The request:
Reproduce the data below verbatim, in full, omitting the pictures from your output.

↓↓↓

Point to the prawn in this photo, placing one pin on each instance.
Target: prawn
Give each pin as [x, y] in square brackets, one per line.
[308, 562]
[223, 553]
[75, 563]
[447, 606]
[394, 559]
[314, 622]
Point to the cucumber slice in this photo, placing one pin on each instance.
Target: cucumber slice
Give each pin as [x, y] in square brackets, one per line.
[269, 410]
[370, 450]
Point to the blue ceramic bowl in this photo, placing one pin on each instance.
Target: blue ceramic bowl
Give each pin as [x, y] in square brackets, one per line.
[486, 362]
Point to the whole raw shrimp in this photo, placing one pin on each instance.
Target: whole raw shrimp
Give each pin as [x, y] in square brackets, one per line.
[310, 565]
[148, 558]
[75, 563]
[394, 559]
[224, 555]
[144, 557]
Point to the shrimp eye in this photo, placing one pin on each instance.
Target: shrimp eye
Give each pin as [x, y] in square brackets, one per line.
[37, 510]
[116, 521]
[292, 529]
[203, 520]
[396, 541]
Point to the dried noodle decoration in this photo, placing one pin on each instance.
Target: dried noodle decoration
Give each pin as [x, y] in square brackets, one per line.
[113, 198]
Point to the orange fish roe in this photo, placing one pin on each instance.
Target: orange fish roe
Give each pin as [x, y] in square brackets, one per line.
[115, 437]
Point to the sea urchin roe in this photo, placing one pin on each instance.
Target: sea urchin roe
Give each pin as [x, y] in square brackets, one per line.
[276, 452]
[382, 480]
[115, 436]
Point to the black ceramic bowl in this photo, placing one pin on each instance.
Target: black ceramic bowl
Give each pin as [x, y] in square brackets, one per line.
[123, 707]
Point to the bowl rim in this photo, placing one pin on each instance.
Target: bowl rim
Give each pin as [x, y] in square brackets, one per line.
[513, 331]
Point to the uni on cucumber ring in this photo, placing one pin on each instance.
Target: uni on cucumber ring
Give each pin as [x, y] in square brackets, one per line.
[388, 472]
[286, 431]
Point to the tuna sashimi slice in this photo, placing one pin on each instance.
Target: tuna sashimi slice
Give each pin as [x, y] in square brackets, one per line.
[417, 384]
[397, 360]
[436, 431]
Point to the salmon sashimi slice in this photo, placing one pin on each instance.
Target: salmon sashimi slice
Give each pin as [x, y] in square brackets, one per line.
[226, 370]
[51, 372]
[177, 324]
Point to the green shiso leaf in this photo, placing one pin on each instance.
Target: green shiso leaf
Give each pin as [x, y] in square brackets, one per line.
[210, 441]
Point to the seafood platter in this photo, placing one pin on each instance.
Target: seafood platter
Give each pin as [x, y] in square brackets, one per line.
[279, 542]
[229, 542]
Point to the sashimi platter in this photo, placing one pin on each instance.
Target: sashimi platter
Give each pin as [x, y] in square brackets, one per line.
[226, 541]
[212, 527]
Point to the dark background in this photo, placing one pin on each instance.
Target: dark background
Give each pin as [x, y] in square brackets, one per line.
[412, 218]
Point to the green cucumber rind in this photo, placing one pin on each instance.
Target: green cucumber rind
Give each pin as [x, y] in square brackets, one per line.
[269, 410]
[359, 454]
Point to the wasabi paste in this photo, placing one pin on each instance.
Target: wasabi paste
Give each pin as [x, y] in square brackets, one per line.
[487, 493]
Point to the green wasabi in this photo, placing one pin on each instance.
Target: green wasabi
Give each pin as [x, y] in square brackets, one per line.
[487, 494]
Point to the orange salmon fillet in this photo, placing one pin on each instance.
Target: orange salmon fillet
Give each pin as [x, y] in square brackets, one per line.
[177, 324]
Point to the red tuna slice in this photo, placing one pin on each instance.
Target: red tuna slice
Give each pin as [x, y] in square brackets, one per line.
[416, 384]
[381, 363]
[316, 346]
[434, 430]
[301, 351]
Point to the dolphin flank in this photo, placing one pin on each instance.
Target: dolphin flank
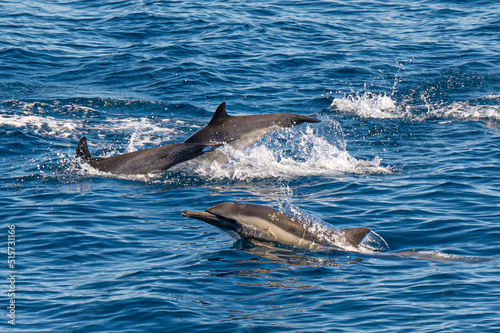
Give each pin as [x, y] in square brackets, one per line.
[261, 223]
[224, 128]
[143, 161]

↑↑↑

Answer to the exercise:
Point to the prawn in this photo, placing one pin on each instance.
Target: prawn
Give each pin as [x, y] in square brackets, one per line.
[308, 562]
[223, 553]
[75, 563]
[447, 606]
[394, 559]
[314, 622]
Point to the cucumber slice in this photo, placing one pin on each instance.
Target: cucumber slice
Give each pin as [x, y] in square brackets, one per line.
[269, 410]
[370, 450]
Point to the blue ceramic bowl in this photo, placing one pin on each instance.
Target: blue ceramic bowl
Give each pin as [x, y] in square brackets, one per line.
[486, 362]
Point to the whole raw shrimp in this photo, placing one pin on each instance.
Target: whole raw shrimp
Give each pin as [x, y] in square brackets, one per line.
[310, 565]
[148, 558]
[75, 563]
[394, 559]
[224, 555]
[144, 557]
Point to the shrimp eye in this photo, placing one pin on each instance.
Target: shrimp eye
Give each pin as [x, y] in square brackets, one per line.
[37, 510]
[116, 521]
[292, 529]
[203, 520]
[396, 541]
Point to the dried noodle decoration in this photo, placing one pin on each instance.
Target: dried noodle decoration
Give each pin as [x, y] in square brackets, one per line.
[113, 198]
Point to the orange fish roe in this photo, placing one pin on each instance.
Target: orange fish roe
Give each pin as [x, y] in square brackets, one per line.
[115, 437]
Point to the sea urchin roe in this photo, placing one pin on each instance.
Target: sea urchin roe
Give each pin as [x, y] in square brackets, one per line.
[276, 452]
[382, 480]
[115, 436]
Point to the black ceramic bowl in this photo, placing one pin on each instance.
Target: black ceramic bowl
Give each pin as [x, y] in square brackets, one per line.
[123, 707]
Point to the bowl rim in this photo, placing one pin on each instance.
Target: bowl rim
Give each pin as [x, y] in square brackets, one per line.
[513, 331]
Point to the uni on cucumber ring in this photo, placing one pin on each instance.
Target: uni on cucumber ring
Give each pin as [x, y] in square brackets, one per line.
[388, 472]
[286, 431]
Point to the tuna sashimi slice in this photo, placing one pin on each instance.
Target: tuna sashimi slice
Give each pin as [x, y] in square brackets, one per line.
[417, 384]
[397, 360]
[436, 431]
Point to the salmon sashimi slice in this photo, placing one pin on each instance.
Target: salmon sashimi slice
Give each pin as [x, y] in square brackets, one per line.
[226, 370]
[51, 372]
[177, 324]
Point to the green shiso leaf in this photo, placing one pin on each instance.
Target: green shiso leaf
Give each pin as [x, y] in square brackets, one per line.
[210, 441]
Point to the seafood platter in this photo, placing one pin on each instance.
Target: seafood platter
Give each pin as [x, y] in square brackets, one per line.
[279, 542]
[229, 542]
Point to the sashimi platter in this photo, placing one pin on each instance.
Target: sashimi platter
Give each pin as [x, y] in square brackets, one per line.
[226, 541]
[212, 527]
Point to the dark background in this photo, placing one pin on each instance.
Target: dark background
Give each pin as [x, y] in square brackets, one per line.
[412, 218]
Point to the green cucumber rind in this photo, placing one pin on each instance.
Target: green cucumber rind
Give each pin as [x, y] in square brackets, one per line.
[269, 410]
[359, 454]
Point to the wasabi paste in this photo, placing one pin on each instance.
Target: wasabi paste
Give each pin as [x, y] in square brackets, one per line.
[487, 493]
Point to the green wasabi in this photo, placing one pin on each instance.
Target: green wasabi
Give each pin as [x, y] in square brackets, one per line.
[487, 494]
Point to the orange salmon fillet in this photo, placing one pin on each instance.
Target: orange salmon fillet
Give each pin as [x, y] in square brackets, one per line.
[177, 324]
Point to the red tuna slice in this photo, placing one pin on each instance.
Target: red tuna slice
Give each pin as [x, y] in square brackets, one per line.
[416, 384]
[381, 363]
[316, 346]
[434, 430]
[301, 351]
Point to the dolphin flank in this photo, placing one pin on each instance.
Target: dolphin flank
Give each pin as [x, y] in square brackets, one per line.
[261, 223]
[224, 128]
[143, 161]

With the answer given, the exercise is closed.